===== Records for the exercise

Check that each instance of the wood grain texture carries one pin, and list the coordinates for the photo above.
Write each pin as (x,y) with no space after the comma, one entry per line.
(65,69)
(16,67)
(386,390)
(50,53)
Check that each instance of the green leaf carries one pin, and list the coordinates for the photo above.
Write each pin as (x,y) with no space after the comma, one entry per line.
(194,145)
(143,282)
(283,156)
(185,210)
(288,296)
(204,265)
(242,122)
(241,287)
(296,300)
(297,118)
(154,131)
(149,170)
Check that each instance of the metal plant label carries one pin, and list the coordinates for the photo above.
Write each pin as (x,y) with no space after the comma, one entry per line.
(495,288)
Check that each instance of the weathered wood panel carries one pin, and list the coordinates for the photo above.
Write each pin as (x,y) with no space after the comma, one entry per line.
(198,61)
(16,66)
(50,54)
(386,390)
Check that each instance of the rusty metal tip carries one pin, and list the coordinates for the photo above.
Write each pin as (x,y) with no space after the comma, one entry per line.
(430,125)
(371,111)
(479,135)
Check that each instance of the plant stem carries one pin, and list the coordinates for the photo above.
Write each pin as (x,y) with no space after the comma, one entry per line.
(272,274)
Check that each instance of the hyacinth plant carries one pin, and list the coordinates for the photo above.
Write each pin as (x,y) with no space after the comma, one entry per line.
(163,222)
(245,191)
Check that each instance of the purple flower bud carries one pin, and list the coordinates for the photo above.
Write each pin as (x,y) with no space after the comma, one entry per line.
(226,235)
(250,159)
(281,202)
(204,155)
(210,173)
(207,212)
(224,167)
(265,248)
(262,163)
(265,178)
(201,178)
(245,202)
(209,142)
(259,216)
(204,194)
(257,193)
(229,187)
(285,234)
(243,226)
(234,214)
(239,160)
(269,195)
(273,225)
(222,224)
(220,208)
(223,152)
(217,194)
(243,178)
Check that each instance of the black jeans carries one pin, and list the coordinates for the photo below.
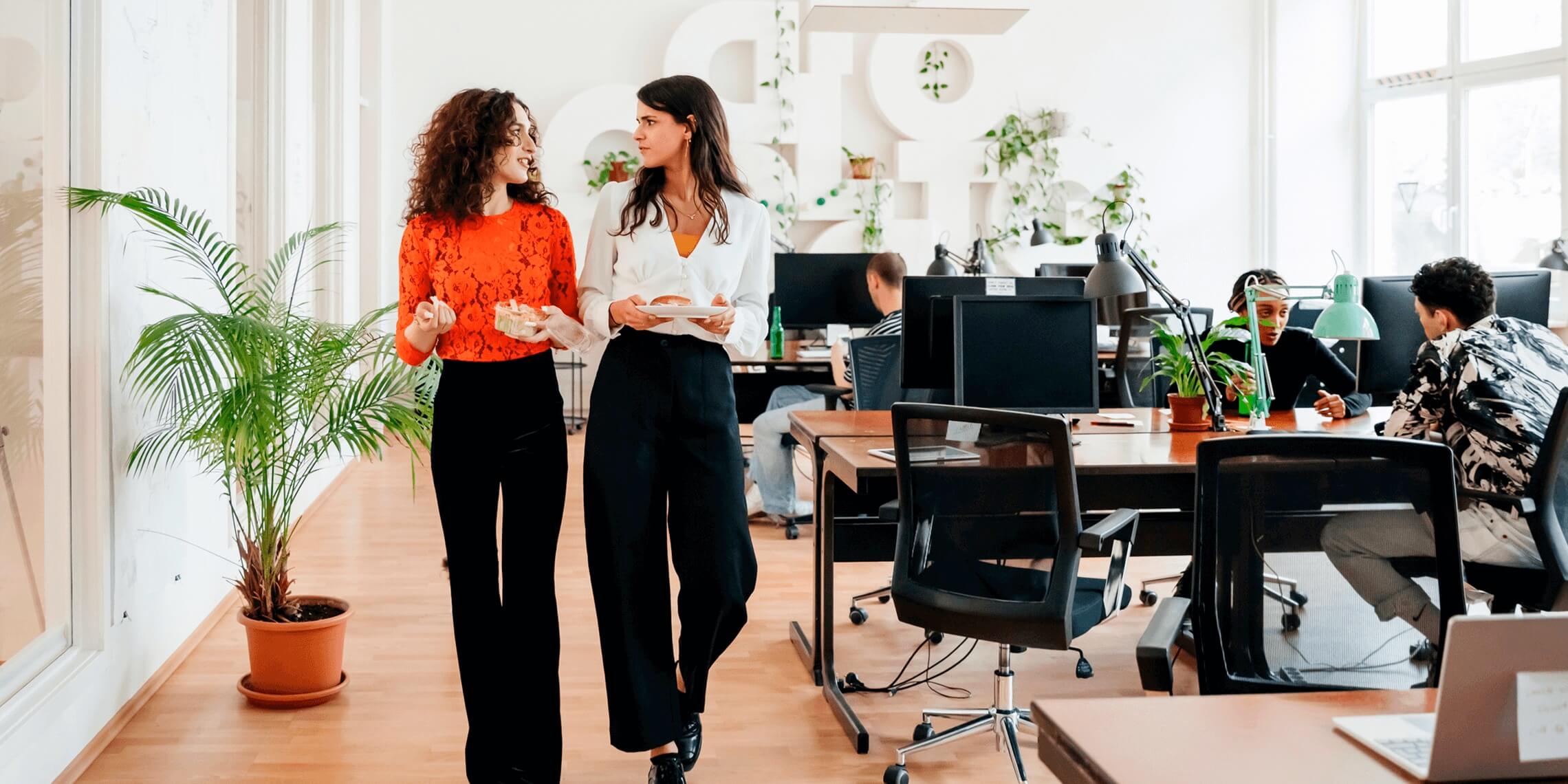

==========

### [Task instructions]
Scale the lines of the listing starting with the line containing "Check that each instance of the plant" and going on through the end of the listing, including both ends. Write out only those lines, requests included, multiply every coordinate in the answers by 1.2, round each to a whole number with halves going up, and leave the pictures out.

### [Reply to the task]
Check that each instance of the plant stem carries one pin, and list the coordinates for the photo above.
Write each pin as (x,y) with no space after the comma, one entry per line.
(326,329)
Check that each instance of the hyacinth plant carries one pin, and list the coordinates for the photo above.
Write each pin as (x,y) with no space after the comma, one entry per line.
(196,266)
(294,229)
Check that each instance of the purple flower bud carries one pin, and list the coordinates for the photo above.
Write each pin as (x,y) with no space after the comma, one entry per line.
(271,282)
(300,191)
(337,242)
(245,186)
(252,208)
(248,254)
(269,200)
(318,298)
(314,196)
(318,214)
(241,214)
(294,242)
(251,170)
(311,259)
(245,233)
(308,232)
(275,224)
(342,281)
(292,271)
(281,257)
(287,192)
(323,234)
(328,270)
(266,269)
(264,250)
(268,182)
(260,233)
(292,214)
Check that each instance of the black jeans carries one pin, and list the coordinates for the photo below.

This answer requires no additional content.